> _AIM 1_: In the listing, turn the lines from the one holding "of the arched" through the one holding "the stone retaining", both included, into a JSON list of strings with one string per line. Skip any blank lines.

> _EXTRACTED TEXT_:
By Michael J. Crosbie, Ph.D., FAIA
June 15, 2017


Kevin Roche, FAIA – a Pritzker Prize Laureate and AIA’s Gold Medalist in 1992 – turned 95 yesterday (June 14). Over his career Roche has completed more than 200 projects – museums, performing arts centers, university buildings, research facilities. But his biggest impact on architecture has been his designs for corporate headquarters around the globe. In this interview, Roche, co-founder and design principal at Kevin Roche John Dinkeloo and Associates, talks about his early days with Eero Saarinen, re-thinking corporate architecture, and what he learned from some four-legged friends back in his native Ireland.

 

 

Michael J. Crosbie: Tell me about your time working with Eero Saarinen and the impact he had on your development as an architect.

 

Kevin Roche: I joined Eero in 1950 and worked there until he died in 1961. He really did not do many corporate headquarters. The General Motors Technical Center was the major one, then John Deere. I learned everything I know about architecture from Eero. He was extraordinary, a great architect. He had great ambition and great energy. We worked 10 to 12 hours a day every day of the year. The last five years of his life we traveled all over, together, and we had on-going conversations about things. What he brought to every project was intense energy, intense investigation: What is it all about? What do we do? What is this?

 

Eero died before John Deere was finished; we completed the first building, and then did the West Building. I made a rectangular building, introducing the central garden. I did this subsequently at the Ford Foundation and others. The reason was to create a place for people to get together. The most important thing one can achieve in any building is to get people to communicate with each other. That’s really essential to our lives. We are not just individuals, we are part of a community. The old-time villages did that, and then we destroyed all that in the 19th century, when we started to build these vast expansions where there was no center, there is no community. John Deere was an effort to do that, and I think one of the first efforts in the corporate world.

 

One of the largest headquarters we’ve ever done was Union Carbide, in 1982. They were located on Park Avenue in New York, and it had all of the sins: the corner offices, the 10-by-10 cubicles. They wanted to move out of the city because they thought they could do better instead of having employees commute to the city and live outside. They moved to Connecticut, where employees could live and work outside of the city. We introduced this building in a large wooded area, with a series of modules that were based around six offices together in groups, arranged around the central parking area. So you drive into the parking area and up to the level where your office is, and you get out of your car, walk 20 feet and you’re in your office – none of this wandering around outside to come in a front door. We made the front door at the parking garage, the way you would in a suburban home.

> _GIVEN DATA_:
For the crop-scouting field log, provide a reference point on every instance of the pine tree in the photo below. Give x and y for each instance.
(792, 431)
---
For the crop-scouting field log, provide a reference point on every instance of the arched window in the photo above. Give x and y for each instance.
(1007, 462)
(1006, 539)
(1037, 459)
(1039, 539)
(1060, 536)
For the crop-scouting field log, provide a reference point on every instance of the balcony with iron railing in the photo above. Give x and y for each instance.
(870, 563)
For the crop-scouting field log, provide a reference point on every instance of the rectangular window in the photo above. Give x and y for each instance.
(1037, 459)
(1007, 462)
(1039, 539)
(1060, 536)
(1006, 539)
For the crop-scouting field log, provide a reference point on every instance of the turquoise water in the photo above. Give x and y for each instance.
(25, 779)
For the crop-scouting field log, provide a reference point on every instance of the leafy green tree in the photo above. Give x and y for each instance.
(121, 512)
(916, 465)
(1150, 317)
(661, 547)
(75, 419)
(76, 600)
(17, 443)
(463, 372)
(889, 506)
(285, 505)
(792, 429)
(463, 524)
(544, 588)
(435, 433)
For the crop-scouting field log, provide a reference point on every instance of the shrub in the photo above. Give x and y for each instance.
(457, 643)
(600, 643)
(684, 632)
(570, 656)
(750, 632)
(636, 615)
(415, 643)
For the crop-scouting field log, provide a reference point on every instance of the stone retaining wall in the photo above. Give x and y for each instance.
==
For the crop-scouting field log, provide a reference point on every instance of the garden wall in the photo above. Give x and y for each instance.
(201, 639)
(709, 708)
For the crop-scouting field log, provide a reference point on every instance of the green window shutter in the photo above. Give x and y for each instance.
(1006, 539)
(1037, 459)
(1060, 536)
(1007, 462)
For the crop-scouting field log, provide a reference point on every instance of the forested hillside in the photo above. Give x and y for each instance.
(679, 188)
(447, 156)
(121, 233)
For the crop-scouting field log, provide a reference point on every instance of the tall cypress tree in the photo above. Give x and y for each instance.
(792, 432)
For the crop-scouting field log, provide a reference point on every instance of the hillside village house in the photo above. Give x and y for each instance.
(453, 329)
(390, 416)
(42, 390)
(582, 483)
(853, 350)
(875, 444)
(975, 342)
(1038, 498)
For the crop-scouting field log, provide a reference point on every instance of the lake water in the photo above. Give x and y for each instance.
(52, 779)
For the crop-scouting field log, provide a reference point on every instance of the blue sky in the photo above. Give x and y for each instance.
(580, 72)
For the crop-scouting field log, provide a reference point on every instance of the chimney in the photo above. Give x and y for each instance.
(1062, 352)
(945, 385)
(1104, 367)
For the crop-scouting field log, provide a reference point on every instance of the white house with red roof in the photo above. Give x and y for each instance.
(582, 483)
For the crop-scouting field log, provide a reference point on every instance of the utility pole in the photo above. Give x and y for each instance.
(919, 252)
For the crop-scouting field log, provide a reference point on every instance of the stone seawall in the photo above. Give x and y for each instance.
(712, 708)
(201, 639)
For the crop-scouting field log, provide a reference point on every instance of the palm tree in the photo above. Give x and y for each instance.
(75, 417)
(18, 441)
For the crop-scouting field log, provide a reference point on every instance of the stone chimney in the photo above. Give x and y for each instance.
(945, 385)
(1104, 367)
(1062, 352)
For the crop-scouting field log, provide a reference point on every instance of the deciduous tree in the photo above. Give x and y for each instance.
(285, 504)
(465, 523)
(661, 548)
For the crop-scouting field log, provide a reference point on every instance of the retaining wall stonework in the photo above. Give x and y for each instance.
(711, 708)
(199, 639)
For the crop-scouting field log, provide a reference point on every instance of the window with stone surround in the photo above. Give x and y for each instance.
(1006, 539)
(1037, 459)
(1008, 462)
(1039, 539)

> _AIM 2_: In the Kevin Roche interview, what year did Roche join Eero Saarinen?

> _FINAL RESULT 1_:
[
  "For the crop-scouting field log, provide a reference point on every instance of the arched window in the photo above. Give x and y for each instance.",
  "(1007, 462)",
  "(1006, 539)",
  "(1037, 459)",
  "(1039, 539)",
  "(1060, 536)",
  "For the crop-scouting field log, provide a reference point on every instance of the balcony with iron railing in the photo above. Give x and y for each instance.",
  "(870, 563)",
  "For the crop-scouting field log, provide a reference point on every instance of the rectangular window in the photo above. Give x and y for each instance.",
  "(1037, 459)",
  "(1007, 462)",
  "(1039, 539)",
  "(1060, 536)",
  "(1006, 539)",
  "For the crop-scouting field log, provide a reference point on every instance of the turquoise water in the photo above. Give x and y for each instance.",
  "(25, 779)",
  "For the crop-scouting field log, provide a reference point on every instance of the leafy green tree in the photo above. Give x and y for each instance.",
  "(121, 512)",
  "(916, 465)",
  "(1150, 317)",
  "(661, 547)",
  "(75, 419)",
  "(76, 600)",
  "(17, 443)",
  "(463, 372)",
  "(889, 506)",
  "(285, 505)",
  "(792, 429)",
  "(463, 524)",
  "(544, 588)",
  "(435, 433)",
  "For the crop-scouting field log, provide a reference point on every instance of the shrub in the photo above. Give x and y for each instance.",
  "(457, 643)",
  "(600, 643)",
  "(684, 632)",
  "(570, 656)",
  "(750, 632)",
  "(636, 615)",
  "(415, 643)",
  "For the crop-scouting field log, provide a reference point on every instance of the stone retaining wall in the photo above. Give x and y for each instance."
]

> _FINAL RESULT 2_: 1950